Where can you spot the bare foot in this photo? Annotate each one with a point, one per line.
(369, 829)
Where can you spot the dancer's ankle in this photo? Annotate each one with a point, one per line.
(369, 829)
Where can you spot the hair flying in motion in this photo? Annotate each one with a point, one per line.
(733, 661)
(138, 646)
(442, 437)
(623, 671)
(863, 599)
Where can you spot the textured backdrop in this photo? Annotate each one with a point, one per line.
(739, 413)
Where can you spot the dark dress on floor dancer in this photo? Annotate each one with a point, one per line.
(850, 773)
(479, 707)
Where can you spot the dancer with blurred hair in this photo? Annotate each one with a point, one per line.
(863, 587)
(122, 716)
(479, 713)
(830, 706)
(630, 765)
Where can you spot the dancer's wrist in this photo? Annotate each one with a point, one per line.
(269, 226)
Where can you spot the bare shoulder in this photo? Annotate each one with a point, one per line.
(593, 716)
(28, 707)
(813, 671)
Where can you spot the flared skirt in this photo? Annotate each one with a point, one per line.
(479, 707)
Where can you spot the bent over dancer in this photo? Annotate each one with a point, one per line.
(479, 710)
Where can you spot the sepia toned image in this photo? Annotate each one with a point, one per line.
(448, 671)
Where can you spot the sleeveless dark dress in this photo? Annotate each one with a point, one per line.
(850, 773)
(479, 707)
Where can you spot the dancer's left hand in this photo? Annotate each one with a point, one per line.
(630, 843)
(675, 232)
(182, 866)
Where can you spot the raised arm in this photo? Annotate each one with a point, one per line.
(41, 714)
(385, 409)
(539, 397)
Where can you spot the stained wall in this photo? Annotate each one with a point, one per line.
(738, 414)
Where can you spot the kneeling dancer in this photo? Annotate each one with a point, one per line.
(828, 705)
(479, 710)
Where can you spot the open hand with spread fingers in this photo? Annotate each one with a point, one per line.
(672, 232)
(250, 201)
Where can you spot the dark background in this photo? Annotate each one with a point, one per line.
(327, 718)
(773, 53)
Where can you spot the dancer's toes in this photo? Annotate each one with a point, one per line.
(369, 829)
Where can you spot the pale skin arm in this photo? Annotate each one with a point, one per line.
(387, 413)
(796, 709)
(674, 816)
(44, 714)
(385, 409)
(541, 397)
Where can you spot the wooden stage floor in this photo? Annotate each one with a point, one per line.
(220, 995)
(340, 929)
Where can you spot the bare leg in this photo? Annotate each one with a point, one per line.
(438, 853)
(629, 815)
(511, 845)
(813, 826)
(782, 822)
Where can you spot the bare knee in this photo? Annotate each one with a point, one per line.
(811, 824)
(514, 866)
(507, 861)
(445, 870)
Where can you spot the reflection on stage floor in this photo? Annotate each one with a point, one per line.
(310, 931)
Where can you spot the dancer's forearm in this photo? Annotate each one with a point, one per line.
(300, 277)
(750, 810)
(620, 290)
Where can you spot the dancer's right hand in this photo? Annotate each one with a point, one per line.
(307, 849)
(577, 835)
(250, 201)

__Problem details__. Print the material above once more, exactly.

__Task output__.
Where can you spot the bare foot in this photo? Annotate each one with a point, one per line.
(369, 829)
Where can you spot the dancer's ankle in this photo? Annotate each one with a point, one per line.
(369, 829)
Where can you spot the hair flying in motion in this photo? Annotate each one with a point, one per line.
(733, 661)
(138, 646)
(442, 437)
(623, 671)
(863, 599)
Where can you spot the textured backdrop in this photo? Annotate each one with a point, one per line.
(739, 413)
Where can you spot the dark dress on floor dancer in this photo? Annotate each one with a point, one per line.
(850, 773)
(479, 707)
Where can you spot the dancer with blurred hair in this photo? Annotate each one with a point, one per line.
(863, 587)
(122, 716)
(479, 713)
(830, 706)
(630, 765)
Where can you spot the dancer's wrist in this photo? Annotate each one with a point, one per line.
(269, 226)
Where can you spot the bare shoulder in this photo? Annotate each one with a point, one per line.
(593, 716)
(28, 707)
(813, 671)
Where can you spot the flared skirt in this photo? Annotate each one with a point, one per line.
(479, 707)
Where can you spot the bent over dancer in this photo? Annotate each one with a point, one per line.
(479, 710)
Where can you spot the sepia toned image in this photo? Annotate each one with a point, one per line.
(448, 671)
Where can you spot the sleeveless dark dress in this photo? Annotate each one with a point, one per line.
(850, 773)
(479, 707)
Where can you spot the dancer's left hand in this photo? Annotate each one with a point, one per line.
(630, 843)
(675, 232)
(182, 866)
Where can you spot the raised arm in this photo? Annotate each one with a point, one per line.
(41, 714)
(385, 409)
(539, 397)
Where can you spot the stained wall in this photo? Annotate each one with a point, one per line.
(738, 414)
Where can you spot the kneeling dancer in this photo? Annotate each one with a point, one per line.
(828, 705)
(479, 710)
Where can you spot the open hand with spread fingers in this photo? Annotate each one with a point, one per line.
(672, 232)
(250, 201)
Where can you spot the dark background in this photo? Annotate each one with a point, one per line.
(327, 718)
(773, 53)
Where can you spot the dancer's toes in this photo? Annotate each one with a point, one per line.
(369, 829)
Where can you spot the pale skin arm in this photo? Annotate each one with a point, one per line.
(387, 413)
(796, 709)
(674, 816)
(44, 714)
(385, 409)
(541, 397)
Where can you spot the wooden stage floor in this photo? Annotate each one with a point, one per line.
(220, 995)
(340, 929)
Where can you spot the bare leg in this photo? Annotate each one with a point, one per line.
(438, 853)
(629, 815)
(511, 845)
(813, 826)
(782, 822)
Where can you spot the bare knee in this photo? Annotate each one with a point, one per line.
(811, 824)
(514, 866)
(507, 861)
(445, 870)
Where can you spot the reflection on stage floor in this photo? Annotate each one with a point, one per line.
(310, 931)
Where can you spot the dancer's forearm in this photo? Annotate each one with a point, one per line.
(300, 277)
(750, 810)
(620, 290)
Where can you spot the dancer's right hand in this photo? Annotate each one with a point, one per line.
(307, 849)
(577, 835)
(250, 201)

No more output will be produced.